TASK PROMPT :: Reproduce the records below verbatim, starting with the line that contains "A single point marks each instance of the dry" and ending after the line that contains "<point>219,281</point>". Give those lines alone.

SUPPLIED MATERIAL ::

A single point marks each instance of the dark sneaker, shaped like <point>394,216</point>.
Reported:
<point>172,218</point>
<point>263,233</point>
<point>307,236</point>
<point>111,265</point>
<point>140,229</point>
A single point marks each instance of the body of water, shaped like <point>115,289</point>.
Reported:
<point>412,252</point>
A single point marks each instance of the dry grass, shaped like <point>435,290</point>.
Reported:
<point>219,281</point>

--

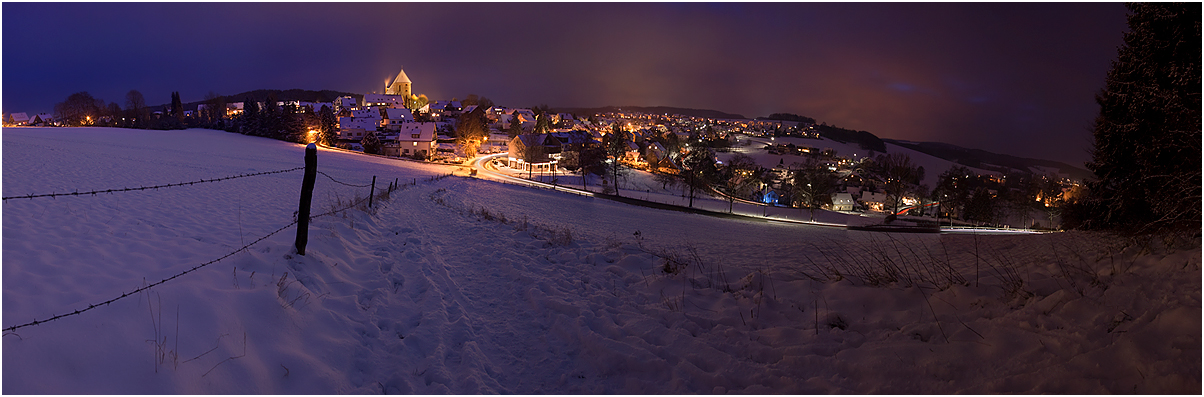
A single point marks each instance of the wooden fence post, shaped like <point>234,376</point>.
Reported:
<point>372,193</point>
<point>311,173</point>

ANSWER ::
A single point marks each instance of the dry grass, shaped like <point>435,290</point>.
Reported:
<point>219,281</point>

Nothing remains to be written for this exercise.